:: STORED RECORDS ::
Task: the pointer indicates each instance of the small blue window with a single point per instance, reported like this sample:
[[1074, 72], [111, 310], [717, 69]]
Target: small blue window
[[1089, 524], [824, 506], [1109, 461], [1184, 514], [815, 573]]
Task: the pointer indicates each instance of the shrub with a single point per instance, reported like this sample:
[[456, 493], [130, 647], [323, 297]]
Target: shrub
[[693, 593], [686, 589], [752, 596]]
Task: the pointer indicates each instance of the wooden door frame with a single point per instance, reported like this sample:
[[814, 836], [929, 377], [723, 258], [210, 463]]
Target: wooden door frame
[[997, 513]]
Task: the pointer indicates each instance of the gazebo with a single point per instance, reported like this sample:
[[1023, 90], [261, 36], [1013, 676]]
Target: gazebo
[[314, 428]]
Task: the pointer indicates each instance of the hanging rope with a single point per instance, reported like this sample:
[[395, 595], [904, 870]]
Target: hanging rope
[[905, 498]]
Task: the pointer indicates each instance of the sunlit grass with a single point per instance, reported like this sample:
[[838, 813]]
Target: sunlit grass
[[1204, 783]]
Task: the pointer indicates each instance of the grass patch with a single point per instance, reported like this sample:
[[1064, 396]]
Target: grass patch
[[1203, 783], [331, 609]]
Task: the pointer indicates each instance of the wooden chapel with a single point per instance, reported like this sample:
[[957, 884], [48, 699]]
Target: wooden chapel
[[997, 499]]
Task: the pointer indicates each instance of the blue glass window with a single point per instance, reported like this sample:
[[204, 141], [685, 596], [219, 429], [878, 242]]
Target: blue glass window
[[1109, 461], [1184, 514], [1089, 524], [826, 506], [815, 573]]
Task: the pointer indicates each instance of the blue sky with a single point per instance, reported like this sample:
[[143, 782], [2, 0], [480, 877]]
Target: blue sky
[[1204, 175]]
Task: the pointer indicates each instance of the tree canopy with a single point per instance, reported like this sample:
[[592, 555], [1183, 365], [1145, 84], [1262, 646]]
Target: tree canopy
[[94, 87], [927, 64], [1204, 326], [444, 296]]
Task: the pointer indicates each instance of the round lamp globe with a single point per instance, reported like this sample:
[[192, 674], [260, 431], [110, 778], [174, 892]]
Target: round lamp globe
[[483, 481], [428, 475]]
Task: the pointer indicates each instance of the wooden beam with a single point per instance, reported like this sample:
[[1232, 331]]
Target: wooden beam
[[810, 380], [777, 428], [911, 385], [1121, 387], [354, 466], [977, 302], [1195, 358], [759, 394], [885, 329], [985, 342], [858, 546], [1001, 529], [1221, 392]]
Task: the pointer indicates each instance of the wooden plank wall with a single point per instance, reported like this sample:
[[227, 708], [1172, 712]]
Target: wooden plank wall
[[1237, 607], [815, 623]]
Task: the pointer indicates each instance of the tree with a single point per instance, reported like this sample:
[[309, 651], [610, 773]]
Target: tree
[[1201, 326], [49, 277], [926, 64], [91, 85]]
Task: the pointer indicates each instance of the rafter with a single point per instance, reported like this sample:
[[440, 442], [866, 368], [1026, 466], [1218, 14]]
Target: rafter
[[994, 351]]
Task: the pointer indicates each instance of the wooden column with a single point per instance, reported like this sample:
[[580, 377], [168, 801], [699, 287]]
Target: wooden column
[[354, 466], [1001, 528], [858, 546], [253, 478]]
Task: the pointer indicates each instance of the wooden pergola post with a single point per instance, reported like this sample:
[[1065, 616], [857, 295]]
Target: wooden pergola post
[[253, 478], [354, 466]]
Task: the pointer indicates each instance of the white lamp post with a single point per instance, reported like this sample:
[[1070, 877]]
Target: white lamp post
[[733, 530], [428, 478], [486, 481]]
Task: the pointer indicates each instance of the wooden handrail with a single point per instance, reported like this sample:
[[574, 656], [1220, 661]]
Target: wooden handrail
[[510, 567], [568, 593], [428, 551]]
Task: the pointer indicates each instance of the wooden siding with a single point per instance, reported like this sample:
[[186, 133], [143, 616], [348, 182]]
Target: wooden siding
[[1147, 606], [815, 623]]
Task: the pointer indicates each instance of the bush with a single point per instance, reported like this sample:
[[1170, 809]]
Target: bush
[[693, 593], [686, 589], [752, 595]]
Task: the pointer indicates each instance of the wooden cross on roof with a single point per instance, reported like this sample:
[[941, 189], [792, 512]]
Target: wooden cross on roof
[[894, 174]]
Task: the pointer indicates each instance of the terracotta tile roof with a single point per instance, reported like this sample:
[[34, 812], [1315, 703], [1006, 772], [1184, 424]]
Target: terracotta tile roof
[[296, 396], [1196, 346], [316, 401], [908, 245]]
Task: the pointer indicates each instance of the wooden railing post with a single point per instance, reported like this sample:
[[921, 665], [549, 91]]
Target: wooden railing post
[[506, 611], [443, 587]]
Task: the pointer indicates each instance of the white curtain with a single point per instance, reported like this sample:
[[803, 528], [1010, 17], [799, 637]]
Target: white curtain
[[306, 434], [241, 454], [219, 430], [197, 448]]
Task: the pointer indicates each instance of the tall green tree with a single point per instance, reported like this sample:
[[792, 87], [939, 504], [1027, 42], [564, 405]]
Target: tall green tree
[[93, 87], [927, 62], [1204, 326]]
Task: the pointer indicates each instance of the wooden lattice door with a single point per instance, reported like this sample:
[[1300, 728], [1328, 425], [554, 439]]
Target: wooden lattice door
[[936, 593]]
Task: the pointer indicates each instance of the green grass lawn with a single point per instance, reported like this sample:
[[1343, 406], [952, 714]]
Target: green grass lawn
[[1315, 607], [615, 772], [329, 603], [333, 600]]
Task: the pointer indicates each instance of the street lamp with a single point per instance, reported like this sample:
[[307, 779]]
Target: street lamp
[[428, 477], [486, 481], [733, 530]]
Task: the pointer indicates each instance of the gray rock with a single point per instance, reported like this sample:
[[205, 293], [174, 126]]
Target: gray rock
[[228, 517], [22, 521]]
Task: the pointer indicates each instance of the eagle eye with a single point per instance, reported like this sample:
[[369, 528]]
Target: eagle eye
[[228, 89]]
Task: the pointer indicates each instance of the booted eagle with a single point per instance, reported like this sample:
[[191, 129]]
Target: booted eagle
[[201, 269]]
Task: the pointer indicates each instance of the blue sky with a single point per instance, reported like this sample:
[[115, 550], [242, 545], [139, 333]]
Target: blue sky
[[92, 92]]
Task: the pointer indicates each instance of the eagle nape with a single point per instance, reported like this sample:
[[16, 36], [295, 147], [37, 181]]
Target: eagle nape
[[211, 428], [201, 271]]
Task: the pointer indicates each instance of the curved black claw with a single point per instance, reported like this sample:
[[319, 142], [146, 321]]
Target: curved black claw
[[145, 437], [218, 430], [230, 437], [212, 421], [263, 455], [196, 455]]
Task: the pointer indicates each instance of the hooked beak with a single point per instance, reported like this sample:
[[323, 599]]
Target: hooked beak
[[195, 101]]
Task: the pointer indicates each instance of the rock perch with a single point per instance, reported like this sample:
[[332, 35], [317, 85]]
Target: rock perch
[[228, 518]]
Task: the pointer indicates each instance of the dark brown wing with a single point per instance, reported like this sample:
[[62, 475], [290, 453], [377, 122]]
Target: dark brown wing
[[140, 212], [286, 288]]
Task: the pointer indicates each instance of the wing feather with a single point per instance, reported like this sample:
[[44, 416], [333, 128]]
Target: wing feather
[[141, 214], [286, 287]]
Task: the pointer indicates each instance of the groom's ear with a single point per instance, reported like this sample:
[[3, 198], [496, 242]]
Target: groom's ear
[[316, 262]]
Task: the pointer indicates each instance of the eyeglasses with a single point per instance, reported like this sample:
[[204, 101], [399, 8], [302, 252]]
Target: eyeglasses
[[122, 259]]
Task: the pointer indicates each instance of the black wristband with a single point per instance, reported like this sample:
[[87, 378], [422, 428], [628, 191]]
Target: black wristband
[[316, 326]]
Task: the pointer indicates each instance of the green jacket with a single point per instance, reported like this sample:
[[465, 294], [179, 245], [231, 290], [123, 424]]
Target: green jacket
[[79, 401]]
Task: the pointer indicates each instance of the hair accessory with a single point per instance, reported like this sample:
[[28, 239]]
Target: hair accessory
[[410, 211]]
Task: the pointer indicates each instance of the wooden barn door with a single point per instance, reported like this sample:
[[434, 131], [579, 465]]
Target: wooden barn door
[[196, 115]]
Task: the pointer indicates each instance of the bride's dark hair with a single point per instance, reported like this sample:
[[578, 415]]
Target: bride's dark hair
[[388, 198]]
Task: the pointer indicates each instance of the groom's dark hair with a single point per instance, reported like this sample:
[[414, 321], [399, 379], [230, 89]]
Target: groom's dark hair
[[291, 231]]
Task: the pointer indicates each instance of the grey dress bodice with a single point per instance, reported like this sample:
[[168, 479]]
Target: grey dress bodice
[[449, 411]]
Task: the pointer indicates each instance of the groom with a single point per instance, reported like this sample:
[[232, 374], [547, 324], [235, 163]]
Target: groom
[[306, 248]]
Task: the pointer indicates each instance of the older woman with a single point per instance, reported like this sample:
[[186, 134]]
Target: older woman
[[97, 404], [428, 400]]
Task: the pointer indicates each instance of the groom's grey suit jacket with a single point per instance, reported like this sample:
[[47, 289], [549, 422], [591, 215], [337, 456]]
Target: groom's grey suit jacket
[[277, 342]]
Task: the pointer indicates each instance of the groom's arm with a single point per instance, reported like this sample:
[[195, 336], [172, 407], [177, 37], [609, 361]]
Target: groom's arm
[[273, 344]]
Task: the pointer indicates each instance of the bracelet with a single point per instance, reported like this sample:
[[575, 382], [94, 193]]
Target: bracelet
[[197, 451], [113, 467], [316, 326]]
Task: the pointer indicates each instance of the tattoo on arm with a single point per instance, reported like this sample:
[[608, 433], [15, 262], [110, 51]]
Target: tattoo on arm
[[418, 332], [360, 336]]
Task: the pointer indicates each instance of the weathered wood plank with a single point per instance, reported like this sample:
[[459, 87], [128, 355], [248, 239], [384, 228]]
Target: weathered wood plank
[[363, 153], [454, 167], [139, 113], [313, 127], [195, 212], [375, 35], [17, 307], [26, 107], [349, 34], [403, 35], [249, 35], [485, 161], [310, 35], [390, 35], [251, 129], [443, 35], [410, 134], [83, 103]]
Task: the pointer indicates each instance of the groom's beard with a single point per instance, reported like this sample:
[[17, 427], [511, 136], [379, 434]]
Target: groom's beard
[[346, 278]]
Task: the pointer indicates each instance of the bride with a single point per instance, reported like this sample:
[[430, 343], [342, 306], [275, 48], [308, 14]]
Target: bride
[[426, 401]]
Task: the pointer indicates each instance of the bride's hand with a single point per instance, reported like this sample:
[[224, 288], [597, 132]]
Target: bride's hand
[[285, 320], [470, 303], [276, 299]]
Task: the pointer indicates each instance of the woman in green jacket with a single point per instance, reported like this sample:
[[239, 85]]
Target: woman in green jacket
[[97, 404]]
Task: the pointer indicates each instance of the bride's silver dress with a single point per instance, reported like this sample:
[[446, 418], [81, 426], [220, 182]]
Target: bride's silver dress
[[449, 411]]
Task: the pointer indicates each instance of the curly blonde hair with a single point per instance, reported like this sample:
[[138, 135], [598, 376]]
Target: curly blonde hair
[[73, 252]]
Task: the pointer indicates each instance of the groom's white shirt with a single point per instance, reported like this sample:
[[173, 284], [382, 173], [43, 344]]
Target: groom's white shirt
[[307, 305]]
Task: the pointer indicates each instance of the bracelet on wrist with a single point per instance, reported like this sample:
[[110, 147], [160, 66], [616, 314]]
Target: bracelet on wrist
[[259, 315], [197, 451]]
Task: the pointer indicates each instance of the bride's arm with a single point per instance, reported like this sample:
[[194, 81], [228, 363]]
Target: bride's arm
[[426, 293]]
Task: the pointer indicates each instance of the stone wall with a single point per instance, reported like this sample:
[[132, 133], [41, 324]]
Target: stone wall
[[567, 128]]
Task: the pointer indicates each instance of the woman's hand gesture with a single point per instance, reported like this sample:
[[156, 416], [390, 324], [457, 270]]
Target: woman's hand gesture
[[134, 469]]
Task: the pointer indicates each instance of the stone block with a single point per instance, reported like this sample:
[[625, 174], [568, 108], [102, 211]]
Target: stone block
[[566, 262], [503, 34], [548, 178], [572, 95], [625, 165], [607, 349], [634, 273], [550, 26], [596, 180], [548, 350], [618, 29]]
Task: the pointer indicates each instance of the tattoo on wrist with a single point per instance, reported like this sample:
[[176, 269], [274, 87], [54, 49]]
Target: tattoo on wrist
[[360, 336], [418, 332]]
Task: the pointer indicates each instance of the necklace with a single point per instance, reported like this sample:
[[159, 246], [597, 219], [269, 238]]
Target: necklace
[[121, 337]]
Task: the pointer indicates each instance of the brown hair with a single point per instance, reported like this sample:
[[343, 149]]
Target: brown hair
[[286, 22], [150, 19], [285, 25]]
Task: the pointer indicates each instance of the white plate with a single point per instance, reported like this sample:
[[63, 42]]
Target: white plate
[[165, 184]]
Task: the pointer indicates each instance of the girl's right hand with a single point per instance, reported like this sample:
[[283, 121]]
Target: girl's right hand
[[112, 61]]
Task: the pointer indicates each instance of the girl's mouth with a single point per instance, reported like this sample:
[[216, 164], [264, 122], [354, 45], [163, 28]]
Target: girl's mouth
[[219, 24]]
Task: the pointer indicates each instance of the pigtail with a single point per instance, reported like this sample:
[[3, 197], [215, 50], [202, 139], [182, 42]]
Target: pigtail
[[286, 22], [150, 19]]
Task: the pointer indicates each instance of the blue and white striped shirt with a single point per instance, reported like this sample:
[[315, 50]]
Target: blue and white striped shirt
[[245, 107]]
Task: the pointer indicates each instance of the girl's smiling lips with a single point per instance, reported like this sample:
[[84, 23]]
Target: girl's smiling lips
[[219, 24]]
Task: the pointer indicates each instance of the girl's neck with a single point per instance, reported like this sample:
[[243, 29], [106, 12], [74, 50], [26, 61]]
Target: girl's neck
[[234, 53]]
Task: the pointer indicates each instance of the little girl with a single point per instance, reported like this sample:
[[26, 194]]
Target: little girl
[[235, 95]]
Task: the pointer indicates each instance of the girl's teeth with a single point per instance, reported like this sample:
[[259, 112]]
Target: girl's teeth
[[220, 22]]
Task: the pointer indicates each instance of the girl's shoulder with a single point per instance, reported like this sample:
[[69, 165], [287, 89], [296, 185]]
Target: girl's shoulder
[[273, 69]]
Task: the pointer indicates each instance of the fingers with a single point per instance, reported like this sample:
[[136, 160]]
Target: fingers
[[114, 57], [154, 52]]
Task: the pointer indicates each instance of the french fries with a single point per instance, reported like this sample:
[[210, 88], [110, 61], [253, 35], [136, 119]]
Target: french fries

:: EXERCISE OBJECTIVE ::
Rewrite the material from the line containing "Task: the pointer indicates each instance of the booted" through the line containing "[[201, 269]]", changing every "booted" to "golden" and leaving everything else as it is.

:: EXERCISE ANSWER ::
Task: the pointer indicates each instance of the golden eagle with a single point per instance, reported like this sample:
[[191, 129]]
Target: golden eagle
[[201, 269]]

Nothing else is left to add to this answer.